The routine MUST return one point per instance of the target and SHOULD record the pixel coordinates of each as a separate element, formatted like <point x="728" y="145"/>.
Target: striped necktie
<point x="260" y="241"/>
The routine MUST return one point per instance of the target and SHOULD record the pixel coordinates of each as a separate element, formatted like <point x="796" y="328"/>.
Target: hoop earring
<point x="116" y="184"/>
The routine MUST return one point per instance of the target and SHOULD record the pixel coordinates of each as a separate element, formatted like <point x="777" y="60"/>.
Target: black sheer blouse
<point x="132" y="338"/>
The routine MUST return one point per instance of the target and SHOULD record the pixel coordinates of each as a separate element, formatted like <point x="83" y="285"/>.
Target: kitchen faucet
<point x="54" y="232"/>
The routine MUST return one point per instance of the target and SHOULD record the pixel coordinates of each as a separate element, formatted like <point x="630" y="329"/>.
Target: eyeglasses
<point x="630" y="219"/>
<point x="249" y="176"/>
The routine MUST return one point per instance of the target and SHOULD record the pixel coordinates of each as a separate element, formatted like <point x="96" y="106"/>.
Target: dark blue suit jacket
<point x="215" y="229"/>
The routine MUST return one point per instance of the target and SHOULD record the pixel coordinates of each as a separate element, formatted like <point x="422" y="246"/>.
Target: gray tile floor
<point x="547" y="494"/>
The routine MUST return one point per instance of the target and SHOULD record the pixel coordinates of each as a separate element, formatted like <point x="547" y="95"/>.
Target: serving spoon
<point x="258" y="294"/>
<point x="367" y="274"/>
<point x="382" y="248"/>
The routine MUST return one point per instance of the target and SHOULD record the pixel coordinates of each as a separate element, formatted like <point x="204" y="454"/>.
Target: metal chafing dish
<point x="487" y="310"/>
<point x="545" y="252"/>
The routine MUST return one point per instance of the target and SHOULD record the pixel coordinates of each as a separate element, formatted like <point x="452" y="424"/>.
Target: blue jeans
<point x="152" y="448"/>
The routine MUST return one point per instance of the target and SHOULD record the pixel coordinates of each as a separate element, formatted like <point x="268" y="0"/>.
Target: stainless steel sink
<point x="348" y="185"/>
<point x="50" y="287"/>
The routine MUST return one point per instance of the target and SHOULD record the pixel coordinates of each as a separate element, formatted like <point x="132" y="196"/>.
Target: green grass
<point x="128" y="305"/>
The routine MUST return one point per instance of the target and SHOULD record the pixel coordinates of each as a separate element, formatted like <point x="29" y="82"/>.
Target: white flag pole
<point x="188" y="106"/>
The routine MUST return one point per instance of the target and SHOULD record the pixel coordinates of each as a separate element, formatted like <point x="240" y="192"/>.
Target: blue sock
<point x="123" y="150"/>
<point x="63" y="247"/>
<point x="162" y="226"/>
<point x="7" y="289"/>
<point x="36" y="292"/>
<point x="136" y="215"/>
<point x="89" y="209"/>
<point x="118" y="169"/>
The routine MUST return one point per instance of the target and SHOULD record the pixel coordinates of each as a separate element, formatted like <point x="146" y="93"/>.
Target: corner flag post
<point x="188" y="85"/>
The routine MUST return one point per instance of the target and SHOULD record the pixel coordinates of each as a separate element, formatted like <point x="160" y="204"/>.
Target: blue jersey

***

- [PROBLEM REQUIREMENTS]:
Copy every line of the records word for word.

- [THE RESULT]:
The routine MUST return one point per instance of the target and SHOULD record the pixel coordinates of each as a separate element, formatted like <point x="728" y="145"/>.
Target: striped necktie
<point x="260" y="241"/>
The routine MUST return one point per instance of the target and SHOULD record the pixel coordinates of each as a separate element, formatted like <point x="796" y="328"/>.
Target: hoop earring
<point x="116" y="184"/>
The routine MUST return one point per instance of the target and SHOULD record the pixel coordinates of each as a separate element, formatted like <point x="777" y="60"/>.
Target: black sheer blouse
<point x="132" y="338"/>
The routine MUST return one point per instance of the target and SHOULD record the pixel coordinates of each as a separate element, formatted like <point x="83" y="285"/>.
Target: kitchen faucet
<point x="54" y="232"/>
The routine MUST return one point per instance of the target and SHOULD record the pixel coordinates of each as a separate element, formatted like <point x="630" y="329"/>.
Target: eyeglasses
<point x="630" y="219"/>
<point x="249" y="176"/>
The routine MUST return one point per instance of the target and SHOULD record the pixel coordinates of each as a separate element, formatted like <point x="96" y="106"/>.
Target: dark blue suit jacket
<point x="215" y="229"/>
The routine MUST return one point per instance of the target and SHOULD record the pixel coordinates of each as a separate element, formatted like <point x="422" y="246"/>.
Target: gray tile floor
<point x="547" y="494"/>
The routine MUST return one point per instance of the target and SHOULD record the pixel coordinates of each as a separate element, formatted like <point x="547" y="95"/>.
Target: serving spoon
<point x="258" y="294"/>
<point x="367" y="274"/>
<point x="382" y="248"/>
The routine MUST return one point per instance of the target and SHOULD record the pixel coordinates of each as a separate element, formatted like <point x="204" y="454"/>.
Target: metal chafing dish
<point x="487" y="310"/>
<point x="545" y="252"/>
The routine MUST return one point per instance of the target and SHOULD record the pixel coordinates of each as a separate element, formatted like <point x="452" y="424"/>.
Target: blue jeans
<point x="152" y="448"/>
The routine MUST return one point per instance of the target and SHOULD record the pixel coordinates of each as a separate element, formatted like <point x="268" y="0"/>.
Target: stainless steel sink
<point x="348" y="185"/>
<point x="50" y="287"/>
The routine MUST return one point per instance of the target and SHOULD record the pixel coordinates of each as a separate element, formatted like <point x="132" y="196"/>.
Target: green grass
<point x="128" y="305"/>
The routine MUST return one point per instance of the target and SHOULD record the pixel coordinates of each as a separate element, formatted like <point x="29" y="82"/>.
Target: white flag pole
<point x="188" y="106"/>
The routine MUST return one point per instance of the target and SHOULD record the pixel coordinates of each as a separate element, formatted like <point x="240" y="192"/>.
Target: blue sock
<point x="123" y="150"/>
<point x="63" y="247"/>
<point x="162" y="226"/>
<point x="7" y="289"/>
<point x="36" y="292"/>
<point x="136" y="215"/>
<point x="89" y="209"/>
<point x="118" y="169"/>
The routine MUST return one point per instance of the target and SHOULD record the pixel coordinates of each as a separate element, formatted like <point x="146" y="93"/>.
Target: corner flag post
<point x="188" y="85"/>
The routine MUST return one point per instance of the target and SHOULD record the pixel coordinates of each as a separate element, formatted like <point x="160" y="204"/>.
Target: blue jersey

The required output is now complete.